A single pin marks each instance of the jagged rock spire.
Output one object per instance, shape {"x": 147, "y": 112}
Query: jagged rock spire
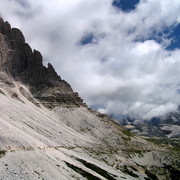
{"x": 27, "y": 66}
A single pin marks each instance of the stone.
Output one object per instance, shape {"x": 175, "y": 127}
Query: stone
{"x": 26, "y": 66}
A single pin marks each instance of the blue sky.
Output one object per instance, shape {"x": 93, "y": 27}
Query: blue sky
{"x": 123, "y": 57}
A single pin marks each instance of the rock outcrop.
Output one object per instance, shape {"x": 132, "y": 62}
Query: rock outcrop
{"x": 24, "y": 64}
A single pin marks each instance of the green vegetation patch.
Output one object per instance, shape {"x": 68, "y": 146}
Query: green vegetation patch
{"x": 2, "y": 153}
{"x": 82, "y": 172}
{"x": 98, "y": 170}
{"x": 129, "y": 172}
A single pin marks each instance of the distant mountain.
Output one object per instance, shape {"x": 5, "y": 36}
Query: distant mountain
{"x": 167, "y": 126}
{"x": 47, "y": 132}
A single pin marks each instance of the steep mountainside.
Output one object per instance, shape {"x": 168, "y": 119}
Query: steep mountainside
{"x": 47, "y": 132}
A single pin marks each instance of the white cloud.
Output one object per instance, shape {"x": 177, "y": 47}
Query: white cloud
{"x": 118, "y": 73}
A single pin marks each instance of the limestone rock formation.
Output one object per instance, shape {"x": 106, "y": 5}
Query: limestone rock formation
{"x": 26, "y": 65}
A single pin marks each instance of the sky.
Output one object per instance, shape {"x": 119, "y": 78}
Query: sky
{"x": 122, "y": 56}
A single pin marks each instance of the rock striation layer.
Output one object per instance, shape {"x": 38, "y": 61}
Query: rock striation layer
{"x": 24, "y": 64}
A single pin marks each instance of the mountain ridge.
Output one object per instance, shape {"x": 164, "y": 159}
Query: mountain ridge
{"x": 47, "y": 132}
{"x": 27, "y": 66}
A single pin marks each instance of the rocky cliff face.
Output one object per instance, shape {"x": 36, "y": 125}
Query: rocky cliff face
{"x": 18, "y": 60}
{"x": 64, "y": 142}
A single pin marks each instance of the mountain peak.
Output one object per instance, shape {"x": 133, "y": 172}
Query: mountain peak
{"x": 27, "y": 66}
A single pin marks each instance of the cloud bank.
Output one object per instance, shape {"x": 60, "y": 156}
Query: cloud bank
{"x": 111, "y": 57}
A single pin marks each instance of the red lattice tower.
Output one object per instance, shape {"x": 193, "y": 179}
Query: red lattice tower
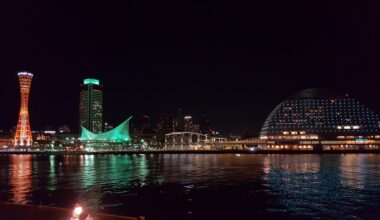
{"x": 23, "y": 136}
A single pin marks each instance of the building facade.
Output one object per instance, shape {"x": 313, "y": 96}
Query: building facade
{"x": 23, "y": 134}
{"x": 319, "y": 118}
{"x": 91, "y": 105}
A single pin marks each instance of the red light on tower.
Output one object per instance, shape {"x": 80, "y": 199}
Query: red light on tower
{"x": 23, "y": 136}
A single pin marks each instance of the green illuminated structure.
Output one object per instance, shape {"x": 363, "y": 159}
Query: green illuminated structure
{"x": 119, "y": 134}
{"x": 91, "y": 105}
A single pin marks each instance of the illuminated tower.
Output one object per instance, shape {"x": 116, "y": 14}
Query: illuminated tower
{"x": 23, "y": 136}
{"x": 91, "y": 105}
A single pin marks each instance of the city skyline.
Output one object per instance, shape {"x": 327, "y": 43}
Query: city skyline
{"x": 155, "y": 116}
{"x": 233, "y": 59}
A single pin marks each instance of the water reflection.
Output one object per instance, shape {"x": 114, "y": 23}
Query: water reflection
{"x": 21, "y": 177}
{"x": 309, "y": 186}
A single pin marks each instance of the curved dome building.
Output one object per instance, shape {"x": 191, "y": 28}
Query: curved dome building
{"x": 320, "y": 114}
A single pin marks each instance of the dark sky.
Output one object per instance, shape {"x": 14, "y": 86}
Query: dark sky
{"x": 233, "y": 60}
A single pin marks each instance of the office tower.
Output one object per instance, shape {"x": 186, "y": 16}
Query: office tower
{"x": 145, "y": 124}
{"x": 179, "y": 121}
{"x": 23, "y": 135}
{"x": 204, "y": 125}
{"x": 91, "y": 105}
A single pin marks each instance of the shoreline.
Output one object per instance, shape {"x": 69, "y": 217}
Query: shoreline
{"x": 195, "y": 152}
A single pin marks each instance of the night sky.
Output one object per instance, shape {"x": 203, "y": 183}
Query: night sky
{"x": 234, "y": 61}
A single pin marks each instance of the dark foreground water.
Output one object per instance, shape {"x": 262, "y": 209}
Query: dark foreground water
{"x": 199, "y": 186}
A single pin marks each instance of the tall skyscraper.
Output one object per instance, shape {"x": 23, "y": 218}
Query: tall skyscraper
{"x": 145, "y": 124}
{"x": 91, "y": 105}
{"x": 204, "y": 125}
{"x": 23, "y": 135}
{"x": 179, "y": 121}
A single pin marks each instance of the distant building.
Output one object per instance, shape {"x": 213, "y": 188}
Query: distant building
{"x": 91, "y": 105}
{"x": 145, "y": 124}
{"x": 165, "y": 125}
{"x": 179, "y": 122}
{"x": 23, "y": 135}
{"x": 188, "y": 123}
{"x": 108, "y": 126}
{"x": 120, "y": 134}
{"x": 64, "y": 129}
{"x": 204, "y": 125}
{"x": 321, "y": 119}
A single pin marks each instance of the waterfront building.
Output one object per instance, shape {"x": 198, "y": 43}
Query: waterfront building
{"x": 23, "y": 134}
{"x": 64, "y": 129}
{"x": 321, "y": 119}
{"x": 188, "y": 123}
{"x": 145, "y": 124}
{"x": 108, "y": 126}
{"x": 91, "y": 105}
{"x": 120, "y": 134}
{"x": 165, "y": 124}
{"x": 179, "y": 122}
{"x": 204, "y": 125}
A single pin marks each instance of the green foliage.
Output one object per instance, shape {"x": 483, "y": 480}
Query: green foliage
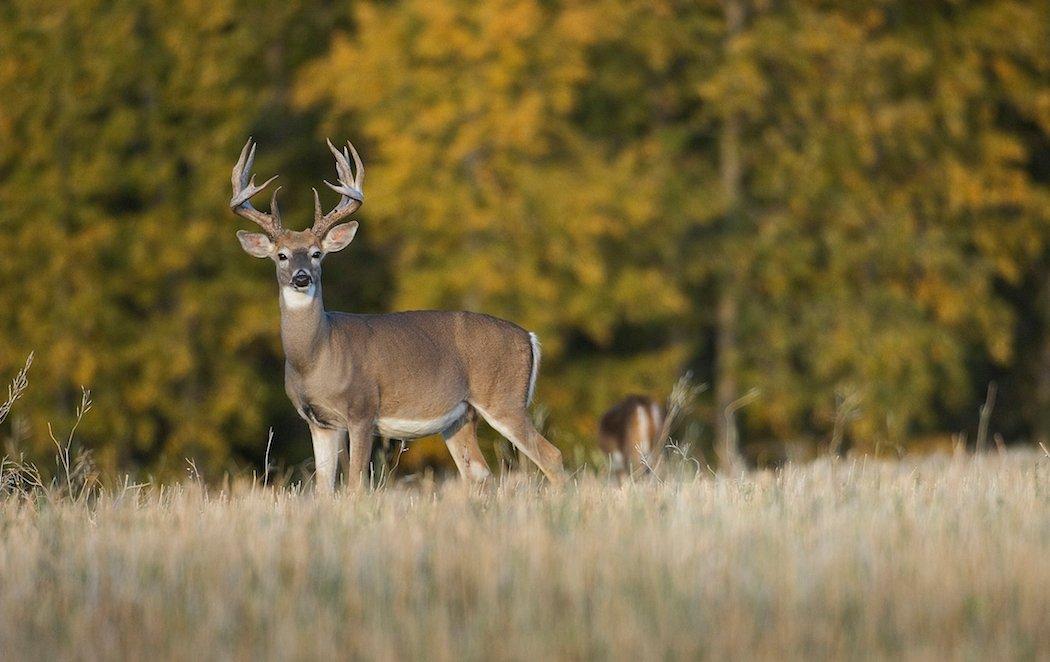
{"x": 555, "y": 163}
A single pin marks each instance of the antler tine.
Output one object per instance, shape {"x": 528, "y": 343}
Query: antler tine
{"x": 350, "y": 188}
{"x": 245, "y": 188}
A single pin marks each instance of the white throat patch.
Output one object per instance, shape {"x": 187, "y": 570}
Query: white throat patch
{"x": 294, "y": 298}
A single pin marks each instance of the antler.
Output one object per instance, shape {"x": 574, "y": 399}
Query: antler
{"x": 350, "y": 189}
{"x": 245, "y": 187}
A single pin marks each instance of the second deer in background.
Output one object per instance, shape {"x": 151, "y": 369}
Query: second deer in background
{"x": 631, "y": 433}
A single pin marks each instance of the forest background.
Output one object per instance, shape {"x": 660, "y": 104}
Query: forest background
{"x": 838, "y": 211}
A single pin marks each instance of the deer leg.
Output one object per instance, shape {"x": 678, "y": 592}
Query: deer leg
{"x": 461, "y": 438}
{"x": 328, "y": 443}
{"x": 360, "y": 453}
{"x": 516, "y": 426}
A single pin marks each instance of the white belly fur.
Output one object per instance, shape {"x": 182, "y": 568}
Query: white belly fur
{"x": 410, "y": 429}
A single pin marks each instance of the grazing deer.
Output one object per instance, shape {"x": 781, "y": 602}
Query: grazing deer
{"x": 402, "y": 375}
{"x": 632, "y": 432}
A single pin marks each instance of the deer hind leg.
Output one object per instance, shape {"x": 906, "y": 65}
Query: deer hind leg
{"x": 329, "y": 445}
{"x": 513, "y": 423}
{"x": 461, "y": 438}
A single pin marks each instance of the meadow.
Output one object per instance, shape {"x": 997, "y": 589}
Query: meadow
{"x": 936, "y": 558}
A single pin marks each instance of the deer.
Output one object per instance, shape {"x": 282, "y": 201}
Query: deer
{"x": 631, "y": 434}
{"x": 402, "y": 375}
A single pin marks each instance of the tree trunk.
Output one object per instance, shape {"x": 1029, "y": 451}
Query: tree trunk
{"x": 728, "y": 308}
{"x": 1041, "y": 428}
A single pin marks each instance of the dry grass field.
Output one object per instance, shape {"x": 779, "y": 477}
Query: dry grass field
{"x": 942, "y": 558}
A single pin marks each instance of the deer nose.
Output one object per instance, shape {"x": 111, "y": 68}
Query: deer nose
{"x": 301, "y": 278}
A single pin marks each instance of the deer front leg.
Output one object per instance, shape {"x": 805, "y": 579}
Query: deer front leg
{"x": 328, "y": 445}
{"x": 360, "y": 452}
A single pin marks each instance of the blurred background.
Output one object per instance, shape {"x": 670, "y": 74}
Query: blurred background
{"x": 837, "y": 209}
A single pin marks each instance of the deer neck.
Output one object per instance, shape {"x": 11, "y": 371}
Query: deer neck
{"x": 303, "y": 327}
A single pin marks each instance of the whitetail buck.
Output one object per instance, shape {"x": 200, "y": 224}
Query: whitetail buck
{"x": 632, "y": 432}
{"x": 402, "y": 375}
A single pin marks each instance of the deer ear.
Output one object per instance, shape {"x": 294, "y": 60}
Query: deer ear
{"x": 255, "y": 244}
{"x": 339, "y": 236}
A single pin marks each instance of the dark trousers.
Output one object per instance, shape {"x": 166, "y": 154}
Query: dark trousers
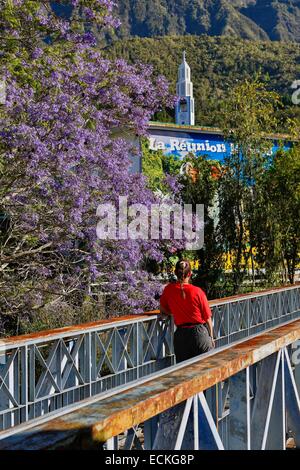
----------------------------------------
WHAT IS NEEDED:
Please copy the data word for word, starting at the line containing "A single pin marks each instance of the deer front" and continuing through the end of the data. Leave out any pictures.

WORKED ANSWER:
A single pin marks each instance of the deer front leg.
Output one object per instance, shape {"x": 805, "y": 579}
Query: deer front leg
{"x": 328, "y": 445}
{"x": 360, "y": 452}
A single pin marks each instance of the blurred background.
Output one object per instance, shape {"x": 670, "y": 74}
Query: blurred background
{"x": 837, "y": 209}
A single pin marks each instance of the deer neck.
Output one object per instance, shape {"x": 11, "y": 371}
Query: deer neck
{"x": 303, "y": 327}
A single pin marks each instance of the whitetail buck.
Output one object per instance, shape {"x": 200, "y": 224}
Query: whitetail buck
{"x": 632, "y": 432}
{"x": 402, "y": 375}
A single pin marks each instance of the deer ear.
Output one object per instance, shape {"x": 294, "y": 60}
Query: deer ear
{"x": 255, "y": 244}
{"x": 339, "y": 236}
A single pin marks each instance of the dark trousers.
Output one object per instance, shape {"x": 166, "y": 154}
Query: dark trousers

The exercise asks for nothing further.